◆ WHAT IS EXPECTED ◆
Output all records precisely as written.
[start of DATA ROWS]
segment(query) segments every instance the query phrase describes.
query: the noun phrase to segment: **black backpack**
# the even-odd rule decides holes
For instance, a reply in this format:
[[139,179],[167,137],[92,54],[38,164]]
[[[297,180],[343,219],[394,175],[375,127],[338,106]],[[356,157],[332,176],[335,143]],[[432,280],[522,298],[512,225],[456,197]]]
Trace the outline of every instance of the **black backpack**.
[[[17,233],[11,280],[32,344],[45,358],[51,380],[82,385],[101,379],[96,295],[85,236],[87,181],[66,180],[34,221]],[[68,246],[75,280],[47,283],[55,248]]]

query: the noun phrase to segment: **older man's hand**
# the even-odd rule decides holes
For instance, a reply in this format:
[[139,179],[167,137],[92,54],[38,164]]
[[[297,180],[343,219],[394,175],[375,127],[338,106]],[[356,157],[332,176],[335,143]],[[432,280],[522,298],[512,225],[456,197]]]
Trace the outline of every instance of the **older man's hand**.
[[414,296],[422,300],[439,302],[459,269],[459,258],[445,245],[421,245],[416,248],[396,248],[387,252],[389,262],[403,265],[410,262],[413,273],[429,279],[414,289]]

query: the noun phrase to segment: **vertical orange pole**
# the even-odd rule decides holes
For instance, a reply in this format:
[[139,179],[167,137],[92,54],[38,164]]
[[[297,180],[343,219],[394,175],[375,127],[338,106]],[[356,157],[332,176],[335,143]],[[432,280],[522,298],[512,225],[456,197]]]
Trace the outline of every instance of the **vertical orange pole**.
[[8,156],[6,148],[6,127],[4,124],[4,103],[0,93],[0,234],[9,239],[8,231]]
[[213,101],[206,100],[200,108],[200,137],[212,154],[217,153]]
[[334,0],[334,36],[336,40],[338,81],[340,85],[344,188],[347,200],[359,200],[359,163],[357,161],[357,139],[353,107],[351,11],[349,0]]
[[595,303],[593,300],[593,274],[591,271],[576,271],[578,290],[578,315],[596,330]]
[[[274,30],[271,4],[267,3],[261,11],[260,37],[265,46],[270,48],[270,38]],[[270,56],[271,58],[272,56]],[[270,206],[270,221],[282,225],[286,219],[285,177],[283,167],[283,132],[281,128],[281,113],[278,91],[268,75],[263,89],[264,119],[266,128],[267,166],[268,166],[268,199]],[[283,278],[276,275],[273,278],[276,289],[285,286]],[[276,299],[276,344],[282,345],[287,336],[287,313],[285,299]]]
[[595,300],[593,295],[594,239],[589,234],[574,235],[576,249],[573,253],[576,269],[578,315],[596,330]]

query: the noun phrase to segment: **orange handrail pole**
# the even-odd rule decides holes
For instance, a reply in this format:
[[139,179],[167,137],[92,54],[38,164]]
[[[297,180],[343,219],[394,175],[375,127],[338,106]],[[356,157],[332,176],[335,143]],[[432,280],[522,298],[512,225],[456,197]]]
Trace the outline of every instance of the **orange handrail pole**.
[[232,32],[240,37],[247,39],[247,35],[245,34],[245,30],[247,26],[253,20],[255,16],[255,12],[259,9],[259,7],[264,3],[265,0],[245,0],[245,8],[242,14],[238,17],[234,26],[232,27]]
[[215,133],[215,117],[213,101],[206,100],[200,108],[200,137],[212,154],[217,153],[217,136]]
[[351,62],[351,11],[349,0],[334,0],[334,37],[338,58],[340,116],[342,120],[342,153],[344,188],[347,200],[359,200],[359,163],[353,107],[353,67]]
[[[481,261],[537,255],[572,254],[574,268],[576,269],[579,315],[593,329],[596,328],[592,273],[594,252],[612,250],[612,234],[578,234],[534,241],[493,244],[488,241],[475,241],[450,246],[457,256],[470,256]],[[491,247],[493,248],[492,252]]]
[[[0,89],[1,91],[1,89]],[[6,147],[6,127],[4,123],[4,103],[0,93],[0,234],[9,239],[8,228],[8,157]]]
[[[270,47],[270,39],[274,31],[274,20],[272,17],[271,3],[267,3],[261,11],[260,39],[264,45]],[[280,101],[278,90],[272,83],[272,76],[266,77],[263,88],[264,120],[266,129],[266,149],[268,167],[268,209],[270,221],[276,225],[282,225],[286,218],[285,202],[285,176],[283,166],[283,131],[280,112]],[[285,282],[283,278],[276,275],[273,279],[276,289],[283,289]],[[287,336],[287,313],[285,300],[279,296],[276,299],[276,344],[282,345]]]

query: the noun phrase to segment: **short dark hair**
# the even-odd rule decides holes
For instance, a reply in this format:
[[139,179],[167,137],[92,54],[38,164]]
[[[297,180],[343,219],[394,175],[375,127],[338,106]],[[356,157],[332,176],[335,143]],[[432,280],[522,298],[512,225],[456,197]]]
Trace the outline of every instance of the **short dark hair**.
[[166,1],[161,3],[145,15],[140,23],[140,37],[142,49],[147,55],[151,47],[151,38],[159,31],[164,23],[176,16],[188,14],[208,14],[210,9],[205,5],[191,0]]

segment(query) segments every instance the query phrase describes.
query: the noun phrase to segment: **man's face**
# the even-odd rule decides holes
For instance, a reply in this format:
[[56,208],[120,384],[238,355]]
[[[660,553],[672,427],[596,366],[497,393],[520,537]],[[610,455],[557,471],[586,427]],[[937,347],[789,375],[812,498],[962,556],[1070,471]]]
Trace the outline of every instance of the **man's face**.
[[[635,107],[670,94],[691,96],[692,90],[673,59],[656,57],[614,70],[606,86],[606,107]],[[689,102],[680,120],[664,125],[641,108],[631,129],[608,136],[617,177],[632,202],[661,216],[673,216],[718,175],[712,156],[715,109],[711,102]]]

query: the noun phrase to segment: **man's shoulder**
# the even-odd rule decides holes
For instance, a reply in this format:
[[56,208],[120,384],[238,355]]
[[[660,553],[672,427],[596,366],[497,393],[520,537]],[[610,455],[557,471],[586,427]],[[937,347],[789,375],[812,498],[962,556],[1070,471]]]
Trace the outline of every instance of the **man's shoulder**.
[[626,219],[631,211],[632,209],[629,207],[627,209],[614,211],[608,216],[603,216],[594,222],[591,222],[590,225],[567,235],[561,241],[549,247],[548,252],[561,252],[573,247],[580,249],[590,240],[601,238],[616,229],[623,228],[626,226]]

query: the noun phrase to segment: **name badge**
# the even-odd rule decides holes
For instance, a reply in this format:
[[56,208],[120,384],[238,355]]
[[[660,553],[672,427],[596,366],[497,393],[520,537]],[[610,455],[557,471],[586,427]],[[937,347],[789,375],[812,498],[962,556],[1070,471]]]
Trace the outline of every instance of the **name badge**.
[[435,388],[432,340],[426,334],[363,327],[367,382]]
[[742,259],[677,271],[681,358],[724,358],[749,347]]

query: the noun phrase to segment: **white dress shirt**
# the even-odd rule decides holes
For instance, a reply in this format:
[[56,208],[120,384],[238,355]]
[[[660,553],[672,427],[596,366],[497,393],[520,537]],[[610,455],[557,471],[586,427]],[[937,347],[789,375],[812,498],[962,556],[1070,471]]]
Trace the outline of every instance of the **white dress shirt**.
[end of DATA ROWS]
◆ ANSWER BELOW ◆
segment(query) segments every instance the query phrase describes.
query: the noun phrase to segment: **black backpack**
# the even-odd rule decides holes
For instance, a reply in this format:
[[139,179],[167,137],[92,54],[38,164]]
[[[297,180],[343,219],[394,175],[375,127],[338,106]],[[356,157],[332,176],[335,143]],[[432,280],[522,298],[512,225],[456,197]]]
Trace the outline of every instance of the **black backpack**.
[[[17,233],[11,280],[32,344],[45,358],[51,380],[82,385],[101,379],[96,295],[85,236],[87,181],[66,180],[34,221]],[[68,246],[75,280],[47,283],[55,248]]]

query: the noun phrase to segment: **older man's hand**
# the even-odd rule decides holes
For instance, a reply in this format:
[[139,179],[167,137],[92,54],[38,164]]
[[[297,180],[343,219],[394,175],[375,127],[338,106]],[[356,157],[332,176],[335,143]],[[432,280],[522,298],[512,225],[456,197]]]
Trace the outline of every instance of the **older man's hand**.
[[414,296],[422,300],[439,302],[459,269],[459,258],[445,245],[421,245],[416,248],[396,248],[387,252],[389,262],[403,265],[410,262],[413,273],[429,279],[414,289]]

query: the noun phrase to segment: **vertical orange pole**
# the even-odd rule decides holes
For instance, a reply in this format:
[[139,179],[167,137],[92,54],[38,164]]
[[[297,180],[343,219],[394,175],[375,127],[338,106]],[[356,157],[332,176],[335,143]],[[432,280],[522,298],[512,225],[456,197]]]
Trace the outline of every instance of the **vertical orange pole**.
[[8,156],[6,148],[6,127],[4,124],[4,103],[0,93],[0,234],[9,239],[8,231]]
[[213,101],[206,100],[200,108],[200,137],[212,154],[217,153]]
[[334,0],[334,36],[336,40],[338,81],[340,85],[344,188],[347,200],[359,200],[359,163],[357,161],[357,139],[353,107],[351,11],[349,0]]
[[595,303],[593,300],[593,274],[591,271],[576,271],[578,290],[578,315],[596,330]]
[[[274,30],[271,4],[267,3],[261,11],[260,37],[265,46],[270,48],[270,38]],[[270,56],[271,58],[272,56]],[[270,206],[270,221],[282,225],[286,219],[285,177],[283,167],[283,132],[281,128],[281,113],[278,91],[268,75],[263,89],[264,119],[266,128],[267,166],[268,166],[268,199]],[[283,278],[276,275],[273,278],[276,289],[285,286]],[[276,299],[276,344],[282,345],[287,336],[287,313],[285,299]]]
[[595,300],[593,295],[594,239],[589,234],[574,235],[576,249],[573,253],[576,269],[578,315],[596,330]]

query: the noun phrase to segment: **orange handrail pole**
# the even-odd rule decides holes
For instance, a reply in this format:
[[139,179],[167,137],[92,54],[38,164]]
[[[297,180],[343,219],[394,175],[375,127],[338,106]],[[356,157],[332,176],[335,143]],[[432,280],[522,298],[512,225],[456,197]]]
Trace the outline of every instance of the **orange handrail pole**.
[[232,32],[240,37],[247,39],[247,35],[245,34],[245,30],[247,26],[253,20],[255,16],[255,12],[259,9],[259,7],[264,3],[265,0],[245,0],[245,8],[242,14],[238,17],[234,26],[232,27]]
[[215,133],[215,117],[213,101],[206,100],[200,108],[200,137],[212,154],[217,153],[217,136]]
[[351,62],[351,11],[349,0],[334,0],[334,37],[338,58],[340,116],[342,120],[342,153],[344,188],[347,200],[359,200],[359,163],[353,107],[353,67]]
[[[481,261],[537,255],[572,254],[574,268],[576,269],[579,315],[593,329],[596,328],[592,273],[594,252],[612,250],[612,234],[578,234],[534,241],[493,244],[488,241],[475,241],[450,246],[457,256],[470,256]],[[491,247],[493,248],[492,252]]]
[[[0,89],[1,91],[1,89]],[[6,147],[6,127],[4,123],[4,103],[0,93],[0,234],[9,239],[8,228],[8,157]]]
[[[270,47],[270,39],[274,31],[274,20],[272,17],[271,3],[267,3],[261,11],[260,39],[264,45]],[[280,101],[278,90],[272,83],[272,76],[266,77],[263,88],[264,120],[266,129],[266,149],[268,167],[268,209],[270,221],[276,225],[282,225],[286,218],[285,202],[285,176],[283,166],[283,131],[280,112]],[[285,282],[283,278],[276,275],[273,279],[276,289],[283,289]],[[287,336],[287,313],[285,300],[279,296],[276,299],[276,344],[282,345]]]

query: the noun phrase to segment: **short dark hair**
# the even-odd rule decides holes
For instance, a reply in this format:
[[139,179],[167,137],[92,54],[38,164]]
[[[297,180],[343,219],[394,175],[375,127],[338,106]],[[356,157],[332,176],[335,143]],[[432,280],[522,298],[512,225],[456,197]]]
Trace the outline of every instance of the **short dark hair**.
[[166,1],[161,3],[145,15],[140,23],[140,37],[142,49],[147,55],[151,47],[151,38],[159,31],[164,23],[176,16],[188,14],[208,14],[210,9],[205,5],[191,0]]

segment(query) segments every instance the query phrase describes.
query: the noun phrase to segment: **man's face**
# the even-odd rule decides holes
For instance, a reply in this format:
[[56,208],[120,384],[238,355]]
[[[660,553],[672,427],[596,366],[497,393],[520,537]],[[610,455],[557,471],[586,427]],[[937,347],[789,375],[812,498],[962,556],[1070,471]]]
Trace the outline of every instance of the **man's face**.
[[[635,107],[670,94],[691,96],[692,90],[673,59],[656,57],[614,70],[606,86],[606,107]],[[689,102],[680,120],[664,125],[641,108],[631,129],[608,136],[617,177],[632,202],[661,216],[673,216],[718,175],[712,156],[715,109],[711,102]]]

query: the noun phrase to segment: **man's shoulder**
# the even-odd rule decides holes
For instance, a reply in this format:
[[56,208],[120,384],[238,355]]
[[[660,553],[672,427],[596,366],[497,393],[520,537]],[[610,455],[557,471],[586,427]],[[937,347],[789,375],[812,498],[962,556],[1070,471]]]
Trace the outline of every instance of the **man's shoulder**.
[[626,219],[631,211],[632,209],[629,207],[627,209],[614,211],[608,216],[603,216],[594,222],[591,222],[590,225],[567,235],[561,241],[549,247],[548,252],[561,252],[573,247],[580,249],[590,240],[601,238],[616,229],[623,228],[626,226]]

query: the noun phrase to segment: **name badge**
# the even-odd rule decides holes
For instance, a reply in this format:
[[56,208],[120,384],[238,355]]
[[[660,553],[672,427],[596,366],[497,393],[520,537]],[[610,455],[557,471],[586,427]],[[937,347],[789,375],[812,498],[962,556],[1070,471]]]
Trace the outline of every instance of the **name badge**.
[[435,388],[432,340],[426,334],[363,327],[367,382]]
[[742,259],[677,271],[681,358],[724,358],[749,347]]

query: the noun phrase to segment: **white dress shirt**
# the even-odd rule decides holes
For instance, a reply in this format:
[[56,208],[120,384],[238,355]]
[[[660,553],[672,427],[596,366],[497,393],[520,537]],[[610,455],[557,471],[586,427]],[[937,347],[789,375],[812,498],[962,556],[1070,471]]]
Trace the outline of every instance of the **white dress shirt**.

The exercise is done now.